What you are asked to do
Switch "one per line" to "each on its own line" in every one of the records below, and write them out again with nothing else changed.
>> begin Records supplied
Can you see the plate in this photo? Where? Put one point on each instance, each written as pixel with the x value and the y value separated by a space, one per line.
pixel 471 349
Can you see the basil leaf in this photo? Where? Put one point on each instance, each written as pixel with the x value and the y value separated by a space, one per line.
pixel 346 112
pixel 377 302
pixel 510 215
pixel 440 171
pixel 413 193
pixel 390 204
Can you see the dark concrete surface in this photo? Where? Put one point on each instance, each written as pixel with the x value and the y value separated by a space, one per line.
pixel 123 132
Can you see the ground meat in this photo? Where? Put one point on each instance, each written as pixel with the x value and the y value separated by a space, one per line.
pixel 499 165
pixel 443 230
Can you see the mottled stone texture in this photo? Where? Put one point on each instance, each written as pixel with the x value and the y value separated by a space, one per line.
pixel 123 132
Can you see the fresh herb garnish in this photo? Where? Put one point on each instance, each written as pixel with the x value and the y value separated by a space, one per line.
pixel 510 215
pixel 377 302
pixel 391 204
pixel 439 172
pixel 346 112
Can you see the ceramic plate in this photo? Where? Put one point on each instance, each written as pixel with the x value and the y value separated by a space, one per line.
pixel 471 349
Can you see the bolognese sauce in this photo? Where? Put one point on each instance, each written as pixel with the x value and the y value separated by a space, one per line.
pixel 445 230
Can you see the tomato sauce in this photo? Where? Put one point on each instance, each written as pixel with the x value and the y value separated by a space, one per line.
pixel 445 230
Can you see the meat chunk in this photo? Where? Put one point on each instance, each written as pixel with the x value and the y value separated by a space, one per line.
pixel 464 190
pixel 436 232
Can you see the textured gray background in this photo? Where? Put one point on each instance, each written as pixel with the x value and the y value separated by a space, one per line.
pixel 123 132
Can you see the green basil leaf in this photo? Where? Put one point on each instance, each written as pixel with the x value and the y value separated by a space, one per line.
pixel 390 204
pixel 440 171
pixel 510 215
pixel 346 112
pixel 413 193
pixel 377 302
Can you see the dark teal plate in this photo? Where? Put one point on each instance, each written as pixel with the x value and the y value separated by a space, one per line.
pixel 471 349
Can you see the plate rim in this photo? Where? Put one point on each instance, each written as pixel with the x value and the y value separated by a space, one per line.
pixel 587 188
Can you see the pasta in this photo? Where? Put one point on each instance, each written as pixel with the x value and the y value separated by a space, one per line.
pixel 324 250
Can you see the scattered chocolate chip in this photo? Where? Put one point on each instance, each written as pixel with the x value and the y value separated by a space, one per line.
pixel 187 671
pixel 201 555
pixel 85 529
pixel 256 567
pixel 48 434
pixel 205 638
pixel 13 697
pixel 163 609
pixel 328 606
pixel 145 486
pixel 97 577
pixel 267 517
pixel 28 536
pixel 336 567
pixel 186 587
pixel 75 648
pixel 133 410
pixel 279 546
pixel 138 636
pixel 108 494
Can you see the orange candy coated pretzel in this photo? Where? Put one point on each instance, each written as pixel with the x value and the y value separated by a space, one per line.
>> end Records supplied
Response to this exercise
Can you see the plate in this photo? Where? Put one point on each instance, each written as pixel with the x value and the y value separated by a space, each on its own line.
pixel 471 349
Can you see the basil leaf in this photo? Where? Put one point on each instance, each written as pixel with the x value and the y value separated by a space, each on its own line.
pixel 346 112
pixel 377 302
pixel 510 215
pixel 440 171
pixel 413 193
pixel 390 204
Can you see the dark concrete surface in this photo? Where? Put one point on each instance, each written as pixel with the x value and the y value separated by a space, each on its own line.
pixel 123 132
Can you see the ground meat in this photo? Where? Put one point on each instance, each written as pixel with the x value and the y value separated by a space, each on its own line.
pixel 499 165
pixel 443 230
Can you see the mottled stone texture in this photo? Where? Put one point on each instance, each written as pixel with the x value and the y value separated by a space, each on its own line.
pixel 123 132
Can you see the fresh herb garnish in this photo? Where? Put one point on each instance, each written as pixel with the x value and the y value separated by a space, each on its own line.
pixel 510 215
pixel 377 302
pixel 391 204
pixel 439 172
pixel 346 112
Can you see the ceramic plate in this photo? Where? Put one point on each instance, each written as pixel with the x value and the y value separated by a space, each on its own line.
pixel 471 349
Can you see the bolognese sauce in this photo? Where? Put one point on each instance, each written as pixel with the x value and the y value separated by a space, each on its own line.
pixel 445 230
Can you see the tomato sauce in this photo? Where? Put one point on each instance, each written as pixel with the x value and the y value separated by a space, each on its own line.
pixel 445 230
Can you see the meat chunk in this photo? Where? Put one point on each instance, each written as pixel with the x value and the y value separated by a space, each on its own line.
pixel 464 190
pixel 436 232
Can you see the textured gray background in this photo? Where? Put one point on each instance, each written as pixel with the x value and the y value separated by a space, each on its own line.
pixel 123 132
Can you see the green basil leaf in this photo? Where? Put one point on each instance, each written as pixel with the x value and the y value separated by a space, each on its own line.
pixel 390 204
pixel 440 171
pixel 510 215
pixel 346 112
pixel 413 193
pixel 377 302
Can you see the dark teal plate in this photo? Where? Put one point on each instance, each written as pixel with the x value and the y value separated by a space, each on its own line.
pixel 471 349
Can you see the plate rim in this photo? Where? Put one point on each instance, each written as pixel with the x value and the y value separated by a space, each on its own line.
pixel 587 188
Can you see the pasta in this photo? Where? Put one point on each instance, each written as pixel with the x value and the y value separated by a space, each on its own line.
pixel 324 250
Can you see the scattered chocolate chip in this photo? Where? Put one point on each instance, each written as pixel with the x value and the y value separated by a space, each on its own line.
pixel 187 671
pixel 201 555
pixel 85 529
pixel 256 567
pixel 48 434
pixel 205 638
pixel 13 697
pixel 163 609
pixel 328 606
pixel 145 486
pixel 97 577
pixel 267 517
pixel 28 536
pixel 336 567
pixel 186 587
pixel 75 648
pixel 133 410
pixel 279 546
pixel 138 636
pixel 108 494
Can you see the orange candy coated pretzel in this photo? Where? Put one point on each instance, each written as pixel with the x value and the y value separated by a space, each on its own line.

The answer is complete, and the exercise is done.